Task to carry out
Repeat the listing below in full, exactly as it stands.

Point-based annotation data

========

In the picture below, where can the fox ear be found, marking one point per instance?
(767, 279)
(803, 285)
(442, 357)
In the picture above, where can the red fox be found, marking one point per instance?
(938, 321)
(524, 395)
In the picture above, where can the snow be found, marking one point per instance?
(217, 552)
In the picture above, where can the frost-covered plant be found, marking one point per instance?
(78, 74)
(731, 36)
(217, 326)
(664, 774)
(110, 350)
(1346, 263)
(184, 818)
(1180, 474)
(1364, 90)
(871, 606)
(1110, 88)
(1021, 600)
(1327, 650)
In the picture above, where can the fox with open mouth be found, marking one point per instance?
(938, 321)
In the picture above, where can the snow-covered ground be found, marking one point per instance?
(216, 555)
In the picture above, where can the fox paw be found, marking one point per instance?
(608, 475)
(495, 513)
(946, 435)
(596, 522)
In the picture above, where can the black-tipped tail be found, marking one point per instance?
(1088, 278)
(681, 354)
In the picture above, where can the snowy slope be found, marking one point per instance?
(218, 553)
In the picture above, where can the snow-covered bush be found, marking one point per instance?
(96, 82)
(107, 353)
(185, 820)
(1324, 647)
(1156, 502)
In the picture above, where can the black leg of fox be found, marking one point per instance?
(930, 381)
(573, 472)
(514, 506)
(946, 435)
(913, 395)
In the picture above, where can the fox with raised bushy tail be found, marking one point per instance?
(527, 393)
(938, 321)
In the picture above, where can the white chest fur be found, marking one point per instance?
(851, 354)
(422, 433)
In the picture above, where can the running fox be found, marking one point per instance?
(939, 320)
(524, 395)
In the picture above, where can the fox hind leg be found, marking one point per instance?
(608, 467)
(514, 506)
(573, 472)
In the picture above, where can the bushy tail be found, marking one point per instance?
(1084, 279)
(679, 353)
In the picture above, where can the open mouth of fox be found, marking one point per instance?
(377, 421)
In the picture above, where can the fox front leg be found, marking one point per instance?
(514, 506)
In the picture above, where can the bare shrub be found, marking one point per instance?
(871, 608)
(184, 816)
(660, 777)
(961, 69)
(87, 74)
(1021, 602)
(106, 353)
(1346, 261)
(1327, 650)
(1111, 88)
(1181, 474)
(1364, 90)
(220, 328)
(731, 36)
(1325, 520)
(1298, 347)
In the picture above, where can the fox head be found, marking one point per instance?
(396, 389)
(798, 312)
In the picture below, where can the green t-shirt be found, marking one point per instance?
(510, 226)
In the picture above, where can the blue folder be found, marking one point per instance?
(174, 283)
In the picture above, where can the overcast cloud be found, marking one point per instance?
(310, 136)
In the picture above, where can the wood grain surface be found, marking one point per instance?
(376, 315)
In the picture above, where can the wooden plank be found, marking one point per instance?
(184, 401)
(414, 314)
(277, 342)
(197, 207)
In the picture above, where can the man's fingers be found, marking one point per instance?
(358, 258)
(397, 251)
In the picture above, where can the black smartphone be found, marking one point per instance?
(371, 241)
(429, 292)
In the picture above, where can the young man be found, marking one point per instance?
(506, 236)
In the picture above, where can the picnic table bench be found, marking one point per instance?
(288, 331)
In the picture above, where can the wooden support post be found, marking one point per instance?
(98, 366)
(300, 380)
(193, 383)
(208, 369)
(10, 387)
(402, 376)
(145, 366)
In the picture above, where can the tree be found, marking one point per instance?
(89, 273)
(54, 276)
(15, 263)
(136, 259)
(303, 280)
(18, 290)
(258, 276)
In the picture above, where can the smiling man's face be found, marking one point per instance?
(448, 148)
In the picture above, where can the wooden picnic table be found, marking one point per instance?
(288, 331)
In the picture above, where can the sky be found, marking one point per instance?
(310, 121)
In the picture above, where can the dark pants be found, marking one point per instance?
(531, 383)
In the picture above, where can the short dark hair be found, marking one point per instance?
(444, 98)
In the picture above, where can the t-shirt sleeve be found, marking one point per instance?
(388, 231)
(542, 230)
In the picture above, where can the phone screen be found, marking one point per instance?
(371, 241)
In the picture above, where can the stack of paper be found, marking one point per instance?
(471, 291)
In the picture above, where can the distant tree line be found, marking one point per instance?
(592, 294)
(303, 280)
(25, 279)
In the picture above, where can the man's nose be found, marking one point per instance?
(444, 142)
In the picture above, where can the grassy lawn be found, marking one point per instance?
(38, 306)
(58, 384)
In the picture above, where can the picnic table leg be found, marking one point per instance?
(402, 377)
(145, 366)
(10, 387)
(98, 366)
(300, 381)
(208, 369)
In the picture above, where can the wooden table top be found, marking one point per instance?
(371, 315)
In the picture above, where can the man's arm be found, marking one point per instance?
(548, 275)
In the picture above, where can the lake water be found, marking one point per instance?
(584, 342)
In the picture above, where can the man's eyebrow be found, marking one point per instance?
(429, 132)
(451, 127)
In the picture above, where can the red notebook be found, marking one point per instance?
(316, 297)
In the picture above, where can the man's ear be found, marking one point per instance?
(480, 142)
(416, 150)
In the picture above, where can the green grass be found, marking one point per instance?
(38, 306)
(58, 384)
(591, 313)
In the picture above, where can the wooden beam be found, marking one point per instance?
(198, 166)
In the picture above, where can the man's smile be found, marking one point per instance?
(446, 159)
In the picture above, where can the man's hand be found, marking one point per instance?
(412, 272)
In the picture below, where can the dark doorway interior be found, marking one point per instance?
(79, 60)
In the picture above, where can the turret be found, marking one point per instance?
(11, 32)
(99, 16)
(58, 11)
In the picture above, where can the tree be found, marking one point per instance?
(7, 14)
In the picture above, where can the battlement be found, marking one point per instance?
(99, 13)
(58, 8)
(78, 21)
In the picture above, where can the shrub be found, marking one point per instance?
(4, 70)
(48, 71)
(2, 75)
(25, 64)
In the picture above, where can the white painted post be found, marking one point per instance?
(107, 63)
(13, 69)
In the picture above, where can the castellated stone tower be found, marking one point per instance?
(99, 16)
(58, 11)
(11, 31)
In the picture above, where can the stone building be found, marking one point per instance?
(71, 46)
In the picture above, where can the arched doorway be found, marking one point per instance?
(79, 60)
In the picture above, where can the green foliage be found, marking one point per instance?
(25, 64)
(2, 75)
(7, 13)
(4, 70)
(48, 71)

========

Answer to the task
In the picture below, where can the fox ear be found, marking one point per instance?
(767, 279)
(803, 285)
(442, 357)
In the picture above, where can the red fox be found, marking one point per instance?
(938, 321)
(524, 395)
In the picture above, where can the snow be found, marking one point per instance?
(217, 552)
In the picture above, where can the frost-covered plant be found, marking one point per instance?
(78, 74)
(731, 36)
(217, 326)
(664, 774)
(110, 350)
(1346, 263)
(184, 818)
(1180, 474)
(1364, 90)
(871, 606)
(1110, 88)
(1021, 600)
(1327, 650)
In the picture above, where can the fox with open mouth be found, marking one point per instance?
(938, 321)
In the picture above, where can the snow-covered ground be found, marking one point per instance?
(216, 555)
In the picture above, where can the fox paw be found, marking one point per instance?
(608, 475)
(495, 513)
(946, 435)
(596, 522)
In the picture above, where can the black-tipped tail be found, marking one point per instance?
(1088, 278)
(681, 354)
In the picture above, where can the snowy slope be found, marking one point per instance?
(218, 553)
In the picture above, where can the snow-covered bush be found, marking one point per instance?
(96, 82)
(107, 353)
(185, 820)
(1324, 647)
(1156, 502)
In the picture above, where can the black leg of fox be found, marking one point per instance?
(930, 381)
(573, 472)
(514, 506)
(946, 435)
(913, 395)
In the picture above, where can the fox with raised bushy tail be found, marking one point per instance?
(527, 393)
(938, 321)
In the picture above, where can the white chest fur be found, marking one point per instance?
(851, 354)
(422, 433)
In the picture above, where can the running fox be found, marking one point per instance?
(939, 320)
(524, 395)
In the picture above, where can the fox hind leg be found, marking one point per instance?
(608, 467)
(514, 506)
(573, 472)
In the picture above, where can the bushy tail be found, marking one point per instance?
(1084, 279)
(679, 353)
In the picture above, where can the open mouth of fox be found, marking one point per instance?
(377, 421)
In the picture above, where can the fox front leg be found, marking one point per instance?
(514, 506)
In the picture above, where can the bare shrub be found, marking one point per instance?
(871, 608)
(184, 816)
(660, 777)
(961, 69)
(87, 74)
(1021, 602)
(106, 353)
(1346, 261)
(1327, 650)
(1111, 88)
(1181, 474)
(1364, 90)
(220, 328)
(731, 36)
(1325, 520)
(1298, 347)
In the picture above, where can the fox head be found, marking one point per instance?
(396, 389)
(798, 312)
In the picture below, where can the green t-shirt be found, marking one point per instance?
(510, 226)
In the picture above, where can the blue folder be found, marking one point per instance?
(174, 283)
In the picture above, where can the overcast cloud be found, marking one point per instance?
(310, 136)
In the picture above, where can the wood grain surface be found, marking one point per instance?
(376, 315)
In the picture above, where can the wooden plank be found, marking one point per instance?
(184, 401)
(414, 314)
(277, 342)
(197, 207)
In the picture above, where can the man's fingers be found, marking one point per instance?
(358, 258)
(397, 251)
In the picture above, where can the black smartphone be found, marking one point per instance?
(371, 241)
(429, 292)
In the picture above, where can the young man be found, marking one point per instance?
(506, 236)
In the picture above, where can the picnic table bench be found, marking one point per instance?
(288, 331)
In the picture above, where can the wooden support post be found, marking one point per instance?
(98, 366)
(300, 380)
(193, 383)
(208, 369)
(10, 387)
(402, 376)
(145, 366)
In the picture above, where can the tree be found, marking one point per instance?
(89, 273)
(54, 276)
(15, 263)
(136, 259)
(303, 280)
(18, 290)
(258, 276)
In the picture above, where can the smiling man's face be found, marking one point per instance?
(448, 148)
In the picture above, where can the wooden picnic table be found, marking one point per instance?
(288, 331)
In the picture above, where can the sky be found, marking one point per instance?
(310, 121)
In the picture above, where can the dark pants be found, marking one point per instance?
(531, 383)
In the picture above, where can the short dark hair be found, marking one point per instance?
(444, 98)
In the picture above, where can the t-shirt sleeve be found, marking one point per instance?
(388, 231)
(542, 230)
In the picture above, where can the phone screen be found, marking one point per instance?
(371, 241)
In the picture above, where can the stack of paper be found, marking one point per instance?
(471, 291)
In the picture above, where can the distant tree line be found, marking one point per instance?
(592, 294)
(303, 280)
(25, 279)
In the picture above, where can the man's nose be found, marking one point per instance?
(444, 142)
In the picture above, where can the grassy lawn be found, marking one point per instance?
(38, 306)
(58, 384)
In the picture above, where can the picnic table leg be found, marking one point per instance?
(402, 377)
(145, 366)
(10, 387)
(98, 366)
(300, 381)
(208, 369)
In the picture above, where can the wooden table top be found, marking one point per instance?
(371, 315)
In the picture above, where can the man's arm be found, marking one point per instance?
(548, 275)
In the picture above, where can the lake water be found, marking one point per instance?
(584, 342)
In the picture above, where can the man's eyebrow be found, marking one point per instance?
(429, 132)
(451, 127)
In the picture above, where can the red notebook be found, marking one point per instance?
(316, 297)
In the picture above, where can the man's ear be found, marking one point per instance?
(480, 142)
(416, 150)
In the picture above, where can the green grass be found, marking one point per instance?
(38, 306)
(58, 384)
(591, 313)
In the picture above, where can the wooden beam be found, marking one point per instance?
(198, 166)
In the picture above, where can the man's smile be found, marking one point per instance?
(446, 159)
In the picture above, where can the man's hand be found, marking one point per instance?
(412, 272)
In the picture below, where can the dark doorway interior be found, marking one point per instance?
(79, 60)
In the picture above, where can the turret be found, marking one point per instance?
(11, 32)
(99, 16)
(58, 11)
In the picture above, where can the tree be found, marking one point per instance?
(7, 14)
In the picture above, where can the battlement be found, marking one point per instance?
(99, 13)
(58, 8)
(78, 21)
In the picture above, where can the shrub be found, marking one point per instance?
(4, 70)
(48, 71)
(2, 75)
(25, 64)
In the picture above, where can the white painted post be found, marking one point per instance?
(107, 63)
(13, 69)
In the picture above, where can the castellated stone tower be found, marking one point per instance?
(99, 16)
(58, 11)
(11, 31)
In the picture above, where can the stone building be found, marking one point per instance?
(71, 46)
In the picture above, where can the arched doorway be found, marking one point per instance?
(79, 60)
In the picture above, where can the green foliage be found, marking one point per instance?
(25, 64)
(2, 75)
(7, 13)
(4, 70)
(48, 71)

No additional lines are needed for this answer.